%%
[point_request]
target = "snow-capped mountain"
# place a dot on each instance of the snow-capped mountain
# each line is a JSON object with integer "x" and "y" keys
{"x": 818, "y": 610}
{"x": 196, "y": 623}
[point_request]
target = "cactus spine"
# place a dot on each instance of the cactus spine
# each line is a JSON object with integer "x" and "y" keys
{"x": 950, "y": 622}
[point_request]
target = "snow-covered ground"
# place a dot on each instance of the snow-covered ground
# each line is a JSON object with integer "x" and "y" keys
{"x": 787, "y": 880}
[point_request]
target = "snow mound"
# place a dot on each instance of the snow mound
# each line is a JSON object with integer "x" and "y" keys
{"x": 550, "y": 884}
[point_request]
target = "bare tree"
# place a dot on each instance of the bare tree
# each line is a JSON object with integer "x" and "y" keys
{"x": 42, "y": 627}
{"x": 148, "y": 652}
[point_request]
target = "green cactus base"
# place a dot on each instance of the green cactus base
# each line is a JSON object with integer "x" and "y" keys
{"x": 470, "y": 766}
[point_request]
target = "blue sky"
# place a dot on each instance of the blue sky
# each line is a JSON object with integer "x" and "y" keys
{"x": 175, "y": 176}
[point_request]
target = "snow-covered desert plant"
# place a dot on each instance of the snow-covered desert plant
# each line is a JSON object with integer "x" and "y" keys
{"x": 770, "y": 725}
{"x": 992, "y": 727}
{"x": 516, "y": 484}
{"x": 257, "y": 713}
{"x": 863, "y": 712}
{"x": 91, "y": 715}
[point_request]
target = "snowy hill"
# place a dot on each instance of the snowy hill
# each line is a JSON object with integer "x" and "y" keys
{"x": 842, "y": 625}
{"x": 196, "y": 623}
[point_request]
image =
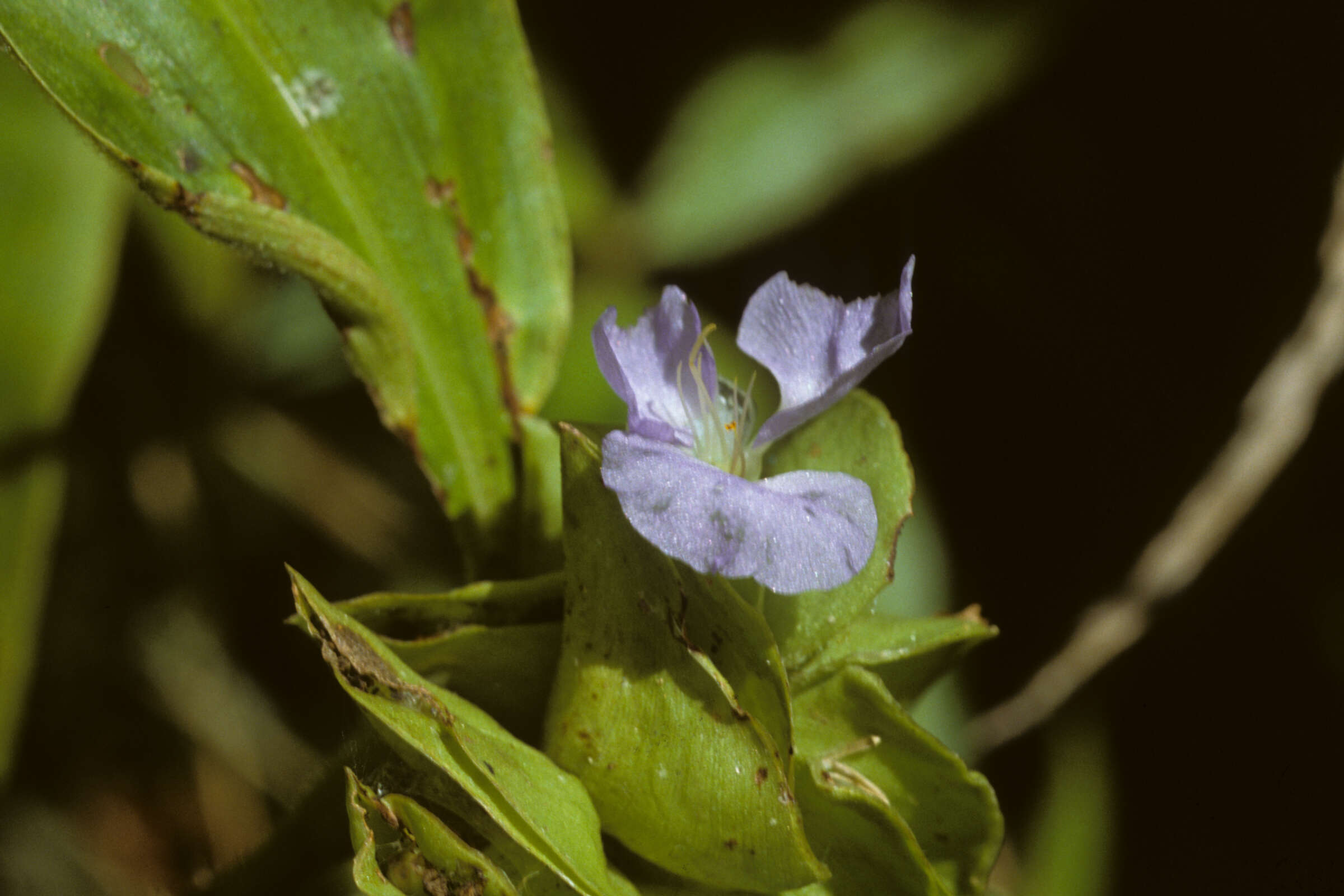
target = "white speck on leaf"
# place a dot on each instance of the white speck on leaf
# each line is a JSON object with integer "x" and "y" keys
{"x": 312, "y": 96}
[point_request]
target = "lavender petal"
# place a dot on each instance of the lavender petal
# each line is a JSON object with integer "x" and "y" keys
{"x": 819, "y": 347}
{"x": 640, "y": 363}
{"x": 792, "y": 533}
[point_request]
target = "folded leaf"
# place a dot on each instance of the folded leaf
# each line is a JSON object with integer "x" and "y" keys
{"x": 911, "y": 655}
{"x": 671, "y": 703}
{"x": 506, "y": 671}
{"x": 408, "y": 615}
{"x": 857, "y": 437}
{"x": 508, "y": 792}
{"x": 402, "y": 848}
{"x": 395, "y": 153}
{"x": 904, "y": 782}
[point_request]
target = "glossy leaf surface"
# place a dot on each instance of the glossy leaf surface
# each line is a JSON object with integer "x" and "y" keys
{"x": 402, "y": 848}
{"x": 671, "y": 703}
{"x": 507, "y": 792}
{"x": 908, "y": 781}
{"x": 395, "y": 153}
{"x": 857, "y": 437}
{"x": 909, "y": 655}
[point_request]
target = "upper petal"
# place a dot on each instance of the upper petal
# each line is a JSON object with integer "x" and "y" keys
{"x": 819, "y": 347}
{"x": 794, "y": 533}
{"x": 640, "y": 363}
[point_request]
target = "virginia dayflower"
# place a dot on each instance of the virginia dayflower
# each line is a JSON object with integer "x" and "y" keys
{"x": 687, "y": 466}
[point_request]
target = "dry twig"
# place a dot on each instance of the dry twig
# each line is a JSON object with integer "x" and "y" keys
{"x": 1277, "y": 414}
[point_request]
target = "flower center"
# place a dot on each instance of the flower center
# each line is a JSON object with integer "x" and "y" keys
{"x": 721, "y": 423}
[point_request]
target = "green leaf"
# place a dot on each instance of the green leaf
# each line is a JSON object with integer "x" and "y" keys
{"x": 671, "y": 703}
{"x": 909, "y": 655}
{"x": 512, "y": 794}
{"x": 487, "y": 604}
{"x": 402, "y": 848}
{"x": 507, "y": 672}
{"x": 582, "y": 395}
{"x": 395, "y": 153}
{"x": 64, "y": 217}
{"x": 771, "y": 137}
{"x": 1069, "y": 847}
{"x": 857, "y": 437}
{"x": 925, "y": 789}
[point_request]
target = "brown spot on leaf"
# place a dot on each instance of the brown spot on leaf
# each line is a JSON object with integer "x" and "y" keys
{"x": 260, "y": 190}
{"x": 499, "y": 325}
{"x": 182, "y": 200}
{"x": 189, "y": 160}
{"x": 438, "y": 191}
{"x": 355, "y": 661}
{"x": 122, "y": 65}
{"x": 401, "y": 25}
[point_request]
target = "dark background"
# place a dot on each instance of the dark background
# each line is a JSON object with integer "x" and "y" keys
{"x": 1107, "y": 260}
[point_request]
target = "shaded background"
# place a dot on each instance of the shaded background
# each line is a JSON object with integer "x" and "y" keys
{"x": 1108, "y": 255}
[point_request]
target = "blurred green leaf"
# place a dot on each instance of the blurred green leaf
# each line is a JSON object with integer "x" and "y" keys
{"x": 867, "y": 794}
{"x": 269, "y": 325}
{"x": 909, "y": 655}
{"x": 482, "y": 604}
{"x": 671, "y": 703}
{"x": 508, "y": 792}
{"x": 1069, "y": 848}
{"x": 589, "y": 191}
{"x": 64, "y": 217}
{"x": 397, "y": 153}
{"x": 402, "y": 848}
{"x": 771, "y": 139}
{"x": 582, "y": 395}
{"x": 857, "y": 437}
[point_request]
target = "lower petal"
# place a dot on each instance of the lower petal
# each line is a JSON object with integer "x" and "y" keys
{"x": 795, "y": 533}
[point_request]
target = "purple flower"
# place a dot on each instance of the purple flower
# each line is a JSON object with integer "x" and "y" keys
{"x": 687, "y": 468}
%%
%%
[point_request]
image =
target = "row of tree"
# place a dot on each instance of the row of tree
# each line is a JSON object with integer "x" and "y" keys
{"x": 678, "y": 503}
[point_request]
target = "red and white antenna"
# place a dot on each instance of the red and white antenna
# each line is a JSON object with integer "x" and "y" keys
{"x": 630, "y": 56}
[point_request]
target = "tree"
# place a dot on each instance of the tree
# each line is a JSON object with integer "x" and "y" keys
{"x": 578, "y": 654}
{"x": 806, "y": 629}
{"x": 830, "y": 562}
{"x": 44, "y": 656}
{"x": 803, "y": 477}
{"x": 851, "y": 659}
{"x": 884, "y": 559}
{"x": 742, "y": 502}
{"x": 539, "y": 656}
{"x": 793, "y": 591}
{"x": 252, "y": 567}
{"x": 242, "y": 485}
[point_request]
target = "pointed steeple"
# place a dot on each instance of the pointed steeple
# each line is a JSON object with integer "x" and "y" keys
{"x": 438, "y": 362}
%%
Which lines of the records above contain the word "snowy"? Gather all of them, counting only matches with the same uppercase and lowercase letters.

target = "snowy hill"
# place a dot on each instance of the snowy hill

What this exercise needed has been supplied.